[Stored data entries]

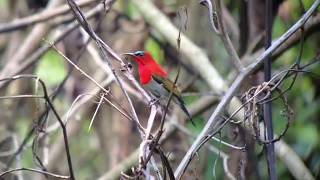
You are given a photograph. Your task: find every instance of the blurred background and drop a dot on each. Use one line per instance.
(31, 137)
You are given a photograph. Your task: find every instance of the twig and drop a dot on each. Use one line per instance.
(27, 63)
(45, 15)
(48, 100)
(36, 171)
(204, 136)
(223, 33)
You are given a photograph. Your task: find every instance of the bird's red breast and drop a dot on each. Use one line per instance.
(147, 67)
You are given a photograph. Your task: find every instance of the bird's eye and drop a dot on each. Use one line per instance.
(138, 53)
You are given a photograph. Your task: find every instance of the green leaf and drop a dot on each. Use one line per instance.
(51, 68)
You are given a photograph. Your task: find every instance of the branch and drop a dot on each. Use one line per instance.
(199, 61)
(45, 15)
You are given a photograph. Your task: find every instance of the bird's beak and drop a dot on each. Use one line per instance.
(130, 54)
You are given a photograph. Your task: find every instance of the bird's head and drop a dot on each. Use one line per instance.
(141, 57)
(147, 66)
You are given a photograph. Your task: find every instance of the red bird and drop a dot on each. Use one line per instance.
(155, 80)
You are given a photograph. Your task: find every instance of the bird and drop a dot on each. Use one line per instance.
(155, 80)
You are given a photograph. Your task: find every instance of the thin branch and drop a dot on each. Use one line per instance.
(36, 171)
(223, 33)
(48, 100)
(45, 15)
(212, 122)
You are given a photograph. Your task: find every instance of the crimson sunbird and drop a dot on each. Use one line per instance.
(154, 79)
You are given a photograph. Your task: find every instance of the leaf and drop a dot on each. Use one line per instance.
(51, 68)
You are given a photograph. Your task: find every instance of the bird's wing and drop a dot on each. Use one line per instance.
(168, 85)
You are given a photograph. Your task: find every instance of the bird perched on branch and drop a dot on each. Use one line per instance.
(154, 79)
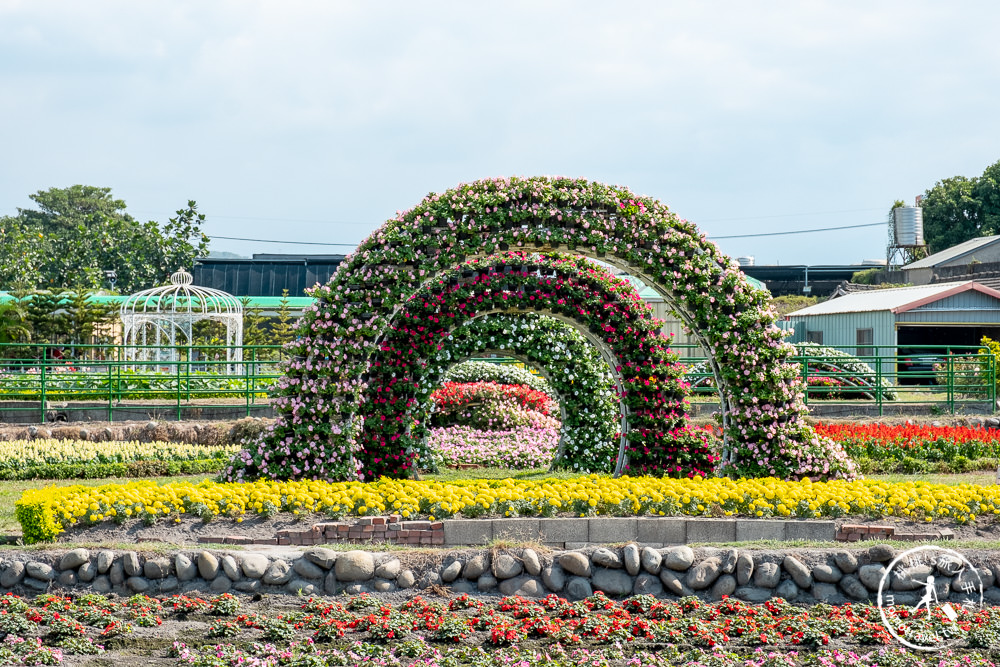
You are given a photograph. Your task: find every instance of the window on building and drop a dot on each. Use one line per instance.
(865, 339)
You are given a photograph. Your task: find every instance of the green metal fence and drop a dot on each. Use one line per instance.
(948, 376)
(39, 378)
(36, 378)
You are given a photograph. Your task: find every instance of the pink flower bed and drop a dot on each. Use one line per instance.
(523, 447)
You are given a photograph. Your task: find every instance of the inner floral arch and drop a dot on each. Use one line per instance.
(609, 311)
(761, 395)
(588, 404)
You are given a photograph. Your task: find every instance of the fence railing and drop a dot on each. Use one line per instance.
(110, 378)
(88, 377)
(949, 376)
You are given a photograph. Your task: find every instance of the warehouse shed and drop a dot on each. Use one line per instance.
(876, 321)
(962, 258)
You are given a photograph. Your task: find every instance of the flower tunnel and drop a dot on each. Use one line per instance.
(652, 433)
(581, 379)
(760, 393)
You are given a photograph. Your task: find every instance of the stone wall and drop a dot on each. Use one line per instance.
(807, 576)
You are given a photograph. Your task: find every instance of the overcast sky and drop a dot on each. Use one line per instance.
(316, 121)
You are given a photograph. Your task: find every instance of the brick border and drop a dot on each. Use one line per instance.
(574, 533)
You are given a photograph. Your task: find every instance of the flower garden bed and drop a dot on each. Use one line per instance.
(670, 624)
(46, 513)
(67, 459)
(914, 448)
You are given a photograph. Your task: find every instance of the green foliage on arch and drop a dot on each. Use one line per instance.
(573, 288)
(764, 417)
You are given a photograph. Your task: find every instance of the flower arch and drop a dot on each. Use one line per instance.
(653, 438)
(579, 377)
(763, 415)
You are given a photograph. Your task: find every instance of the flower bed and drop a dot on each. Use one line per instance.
(514, 449)
(486, 371)
(45, 513)
(511, 632)
(488, 405)
(912, 448)
(70, 385)
(65, 459)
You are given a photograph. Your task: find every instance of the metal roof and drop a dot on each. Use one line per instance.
(897, 300)
(951, 253)
(294, 302)
(647, 293)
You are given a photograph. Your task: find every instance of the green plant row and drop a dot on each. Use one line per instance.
(914, 466)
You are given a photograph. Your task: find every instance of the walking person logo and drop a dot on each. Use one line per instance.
(942, 587)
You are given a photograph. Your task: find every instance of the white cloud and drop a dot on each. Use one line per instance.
(344, 110)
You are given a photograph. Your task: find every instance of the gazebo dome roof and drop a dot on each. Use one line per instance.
(181, 297)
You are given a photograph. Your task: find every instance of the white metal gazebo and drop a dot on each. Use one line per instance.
(157, 321)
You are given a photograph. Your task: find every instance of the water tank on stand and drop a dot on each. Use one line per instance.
(909, 226)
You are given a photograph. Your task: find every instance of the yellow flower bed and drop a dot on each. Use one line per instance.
(44, 513)
(23, 453)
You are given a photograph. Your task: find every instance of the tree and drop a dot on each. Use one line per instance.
(20, 255)
(78, 233)
(953, 213)
(46, 315)
(13, 322)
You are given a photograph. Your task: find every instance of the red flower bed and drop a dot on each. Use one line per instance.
(883, 442)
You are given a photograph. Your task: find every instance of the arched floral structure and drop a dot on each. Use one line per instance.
(763, 415)
(579, 379)
(653, 439)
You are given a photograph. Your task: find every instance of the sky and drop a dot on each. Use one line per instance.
(317, 121)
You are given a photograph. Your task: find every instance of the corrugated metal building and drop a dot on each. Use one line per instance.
(959, 313)
(980, 250)
(265, 274)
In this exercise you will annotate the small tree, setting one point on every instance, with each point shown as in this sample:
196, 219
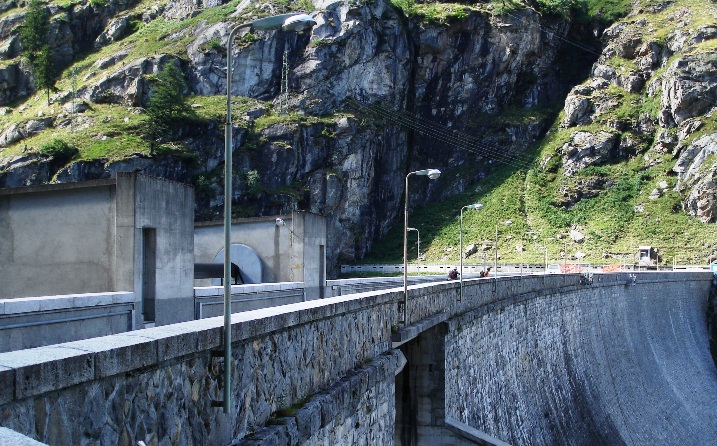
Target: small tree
34, 48
167, 104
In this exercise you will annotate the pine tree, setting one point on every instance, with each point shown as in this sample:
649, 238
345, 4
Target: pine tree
167, 105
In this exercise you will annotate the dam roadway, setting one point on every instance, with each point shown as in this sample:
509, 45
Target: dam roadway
602, 359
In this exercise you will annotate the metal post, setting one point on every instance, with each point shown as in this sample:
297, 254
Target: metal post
432, 174
460, 254
405, 254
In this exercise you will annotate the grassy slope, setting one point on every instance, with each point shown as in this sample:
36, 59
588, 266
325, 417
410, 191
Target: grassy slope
608, 221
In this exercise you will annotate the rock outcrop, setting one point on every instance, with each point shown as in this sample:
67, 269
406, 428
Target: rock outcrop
653, 96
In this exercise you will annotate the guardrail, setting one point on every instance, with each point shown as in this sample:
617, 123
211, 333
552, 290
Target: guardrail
209, 301
63, 318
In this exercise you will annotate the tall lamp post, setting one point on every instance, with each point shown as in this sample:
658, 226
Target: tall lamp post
286, 22
477, 207
495, 264
432, 174
418, 243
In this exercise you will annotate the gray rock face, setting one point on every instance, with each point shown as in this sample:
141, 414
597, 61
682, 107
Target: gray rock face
586, 149
349, 168
18, 132
689, 89
698, 178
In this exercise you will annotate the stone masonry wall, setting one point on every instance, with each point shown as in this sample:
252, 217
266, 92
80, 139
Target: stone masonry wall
156, 385
604, 365
322, 371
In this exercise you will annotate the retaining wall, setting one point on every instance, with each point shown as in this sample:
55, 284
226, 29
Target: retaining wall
329, 363
604, 365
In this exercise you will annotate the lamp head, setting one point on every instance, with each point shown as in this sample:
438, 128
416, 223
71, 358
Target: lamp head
298, 23
286, 22
432, 173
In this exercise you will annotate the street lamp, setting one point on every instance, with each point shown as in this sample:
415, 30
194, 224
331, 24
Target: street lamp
418, 243
286, 22
477, 207
432, 174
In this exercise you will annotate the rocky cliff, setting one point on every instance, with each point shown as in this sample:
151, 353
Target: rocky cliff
494, 75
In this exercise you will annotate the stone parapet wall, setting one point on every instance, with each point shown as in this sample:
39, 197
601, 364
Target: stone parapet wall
359, 409
156, 385
331, 357
625, 359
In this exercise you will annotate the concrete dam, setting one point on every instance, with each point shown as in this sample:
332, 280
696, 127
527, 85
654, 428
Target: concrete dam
536, 360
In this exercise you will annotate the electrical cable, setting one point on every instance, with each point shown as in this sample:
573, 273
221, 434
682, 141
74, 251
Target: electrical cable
440, 133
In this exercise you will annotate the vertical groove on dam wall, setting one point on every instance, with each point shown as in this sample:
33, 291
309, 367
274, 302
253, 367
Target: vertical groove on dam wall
597, 366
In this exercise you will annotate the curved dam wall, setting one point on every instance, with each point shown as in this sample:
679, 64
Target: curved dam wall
600, 365
535, 360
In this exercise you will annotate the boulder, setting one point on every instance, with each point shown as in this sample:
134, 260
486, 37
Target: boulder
586, 149
689, 89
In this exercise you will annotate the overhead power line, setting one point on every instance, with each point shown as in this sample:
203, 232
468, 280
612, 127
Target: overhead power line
440, 133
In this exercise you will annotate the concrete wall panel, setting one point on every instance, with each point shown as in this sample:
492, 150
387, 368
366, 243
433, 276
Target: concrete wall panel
57, 242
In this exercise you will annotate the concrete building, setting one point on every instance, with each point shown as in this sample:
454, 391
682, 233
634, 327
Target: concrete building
130, 233
288, 248
102, 257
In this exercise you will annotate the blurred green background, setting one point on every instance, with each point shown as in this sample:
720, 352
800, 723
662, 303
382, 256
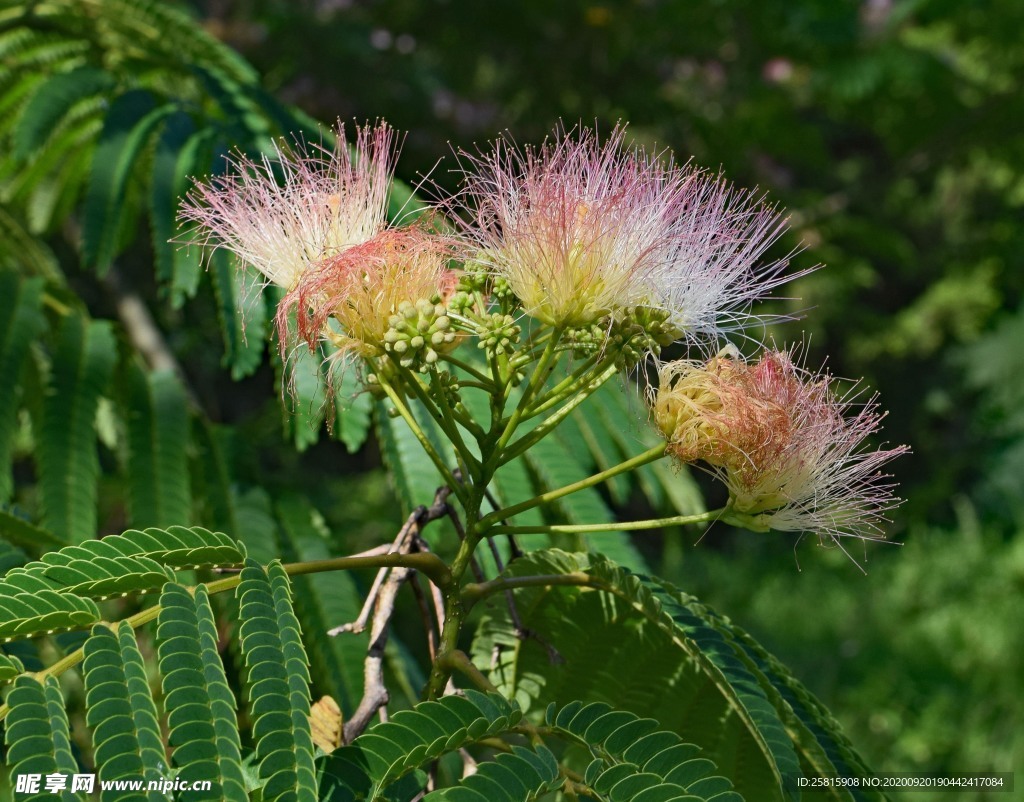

[DESCRIPTION OF THE TASK]
Leave out every picture, and write out exactly the lines from the one with "In this exercise you will annotate the blurred" through the end of the records above, both ends included.

[ANSWER BOX]
In this exercise you will annotate the blurred green background, setting one point on every instance, with each point shown as in this sample:
720, 352
800, 723
662, 303
382, 256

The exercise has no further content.